▶ **Source text**:
BEGIN
OK, here are more pieces to the puzzle. The issue is not yet resolved so I would still appreciate input on this.
I did more searches through MediaWiki docs and ultimately ended up on the MediaWiki IRC channel (http://www.mediawiki.org/wiki/MediaWiki_on_IRC). With the help from those guys, I found the following:
- The query shown in the test code in the parent node (my $titles = $mw->api(...)) works. It was verified against two test sites:
# $mw->{config}->{api_url} = 'http://test.wikipedia.org/w/api.php';
# $mw->{config}->{api_url} = 'https://secure.wikimedia.org/wikipedia/t
+est/w/api.php';
Therefore, I don't think the issue is with either the module or the API call.
-
As mentioned in the parent node, the query URL works fine when accessed from a browser (specifically, Firefox 3.0.5).
-
I compared the headers from the browser (captured via Live HTTP Headers) with those in the $mw object (via Data::Dumper). Other than more detail provided in the output by Data::Dumper related to the ssl certificate/etc they looked equivalent. The only difference that stuck out to my eyes was that the perl code used a POST method while the browser used GET.
-
After examining the output of Dumper( $mw ) I noticed that while the HTTP::Response object contained only the 403 error shown in the parent node (and the stack trace contained no new information), the content of the returned page was not null and may be significant:
'_content' =>
'<?xml version="1.0" encoding="ISO-8859-1"?>
<!DOCTYPE html PUBLIC "-//W3C//DTD XHTML 1.0 Strict//EN" "http://w
+ww.w3.org/TR/xhtml1/DTD/xhtml1-strict.dtd">
<html xmlns="http://www.w3.org/1999/xhtml" lang="en" xml:lang="en"
END
▶ **Referring expression grounding data**:
BEGIN
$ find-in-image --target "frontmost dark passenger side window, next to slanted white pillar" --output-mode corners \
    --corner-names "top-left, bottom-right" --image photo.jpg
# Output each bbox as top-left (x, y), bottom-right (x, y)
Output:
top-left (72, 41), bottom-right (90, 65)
END
▶ **Problem set**:
1. Why does the forum post about the MediaWiki API query conclude that the problem lies with neither the module nor the API call? Answer in one to three sentences.
2. Pick up the forum post about the MediaWiki API query from the point where it stops, after the material.

▶ **Answers per task**:
1. The query from the test code worked when it was verified against two test sites, test.wikipedia.org and the secure.wikimedia.org test site. The poster therefore ruled out both the module and the API call as the source of the issue.

2.
+>
<head>
<title>Access forbidden!</title>
<link rev="made" href="mailto:you@example.com" />
<style type="text/css"><!--/*--><![CDATA[/*><!--*/
body { color: #000000; background-color: #FFFFFF; }
a:link { color: #0000CC; }
p, address {margin-left: 3em;}
span {font-size: smaller;}
/*]]>*/--></style>
</head>
<body>
<h1>Access forbidden!</h1>
<p>
You don\'t have permission to access the requested obj
+ect.
It is either read-protected or not readable by the ser
+ver.
</p>
<p>
If you think this is a server error, please contact
the <a href="mailto:you@example.com">webmaster</a>.
</p>
<h2>Error 403</h2>
<address>
<a href="/">cabig-kc.nci.nih.gov</a><br />
<span>Sat Mar 28 02:18:28 2009<br />
Apache</span>
</address>
</body>
</html>
My conclusion is that despite setting the agent to 'Mozilla/5.0' the program is still not acting enough like a browser. My naive assessment is that the server is rejecting the request because it looks too much like a bot, but the functionality is available because the same request from a browser works.
So my question becomes: How do I make the program look more like a browser? Did I miss something in the headers? I can post more information if requested, but I don't know what to look for.
My dear monks, what am I missing?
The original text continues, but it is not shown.